#### TEXTE
Le pré est vénéneux mais joli en automne
Les vaches y paissant
Lentement s'empoisonnent
Le colchique couleur de cerne et de lilas
Y fleurit tes yeux sont comme cette fleur-la
Violatres comme leur cerne et comme cet automne
Et ma vie pour tes yeux lentement s'empoisonne

Les enfants de l'école viennent avec fracas
Vêtus de hoquetons et jouant de l'harmonica
Ils cueillent les colchiques qui sont comme des mères
Filles de leurs filles et sont couleur de tes paupières
Qui battent comme les fleurs battent au vent dément

Le gardien du troupeau chante tout doucement
Tandis que lentes et meuglant les vaches abandonnent
Pour toujours ce grand pré mal fleuri par l'automne

Guillaume Apollinaire (1880 - 1918)




Annonce des axes

Etude

I- L’utilisation d’un mythe

Pour dire que l’amour est un poison dont il faut s’éloigner, Apollinaire réutilise le mythe de la femme fleur déjà utilisé par Ronsard. Mais dans cette comparaison, l’amour de la femme est toujours une souffrance.

A- La fleur présentée comme un poison

Les colchiques sont des plantes des prés qui sont un poison violent pour les hommes et les animaux. Le verbe « s’empoisonne » revient deux fois dans le poème. Une correspondance s’établit entre les vaches et le poète. Il existe un autre point de comparaison : c’est la notion de temps pour symboliser la conséquence qui peut être la mort (lentement, tout doucement). La relation se fait autour du verbe empoisonner et de l’adverbe lentement pour insister sur la lenteur des animaux et de la mort. On a un sentiment d’étirement de quelque chose dont on ne voit pas la fin, de délitement. L’amour ne va-t-il pas se défaire avec le temps ?

B- La présence de la femme et l’inversion du mythe

C’est étonnant que la femme soit présente. La présence du regard qui tue et fascine est récurrente chez Apollinaire. La femme est présentée à travers le regard (yeux, paupières). C’est un dialogue à une seule voix, la parole du poète qui s’adresse à la femme aimée. Il y a une construction en miroir : les animaux s’empoisonnent par la fleur et le poète s’empoisonne aussi. Il y a un étiolement de l’amour qui devient un faux-amour .

#### CONSIGNE 1
D'après le texte, à quel poète Apollinaire emprunte-t-il le mythe de la femme fleur ?

#### DONNÉES EXTRAITES
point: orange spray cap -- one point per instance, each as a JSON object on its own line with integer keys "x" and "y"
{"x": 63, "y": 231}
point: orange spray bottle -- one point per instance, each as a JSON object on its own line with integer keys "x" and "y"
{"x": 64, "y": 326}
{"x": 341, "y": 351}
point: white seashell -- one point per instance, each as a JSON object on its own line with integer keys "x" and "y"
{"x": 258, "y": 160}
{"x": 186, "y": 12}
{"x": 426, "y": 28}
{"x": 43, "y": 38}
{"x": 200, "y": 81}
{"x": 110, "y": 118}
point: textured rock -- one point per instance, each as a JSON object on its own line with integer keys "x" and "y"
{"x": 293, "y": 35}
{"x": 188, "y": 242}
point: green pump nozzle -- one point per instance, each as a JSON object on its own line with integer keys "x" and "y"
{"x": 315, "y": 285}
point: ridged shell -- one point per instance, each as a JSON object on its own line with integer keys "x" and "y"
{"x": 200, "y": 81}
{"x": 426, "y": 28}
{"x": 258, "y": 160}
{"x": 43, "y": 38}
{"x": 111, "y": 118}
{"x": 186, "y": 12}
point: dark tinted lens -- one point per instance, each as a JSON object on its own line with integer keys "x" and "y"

#### CONSIGNE 2
Réécrivez les lignes de données depuis celle qui contient « point: white seashell » jusqu'à la dernière ligne de données, bornes incluses et consignes comprises. Ajoutez -77 à chaque coordonnée x et y des réponses, et ne donnez que ces lignes.

#### RÉPONSE RÉDIGÉE 1
À Ronsard.

#### RÉPONSE RÉDIGÉE 2
point: white seashell -- one point per instance, each as a JSON object on its own line with integer keys "x" and "y"
{"x": 181, "y": 83}
{"x": 109, "y": -65}
{"x": 349, "y": -49}
{"x": -34, "y": -39}
{"x": 123, "y": 4}
{"x": 33, "y": 41}
point: textured rock -- one point per instance, each as a JSON object on its own line with integer keys "x" and "y"
{"x": 216, "y": -42}
{"x": 111, "y": 165}
point: green pump nozzle -- one point per instance, each as a JSON object on its own line with integer keys "x" and "y"
{"x": 238, "y": 208}
point: ridged shell -- one point per instance, each as a JSON object on its own line with integer keys "x" and "y"
{"x": 123, "y": 4}
{"x": 349, "y": -49}
{"x": 181, "y": 83}
{"x": -34, "y": -39}
{"x": 34, "y": 41}
{"x": 109, "y": -65}
point: dark tinted lens -- one point per instance, each as a JSON object on its own line with integer keys "x" and "y"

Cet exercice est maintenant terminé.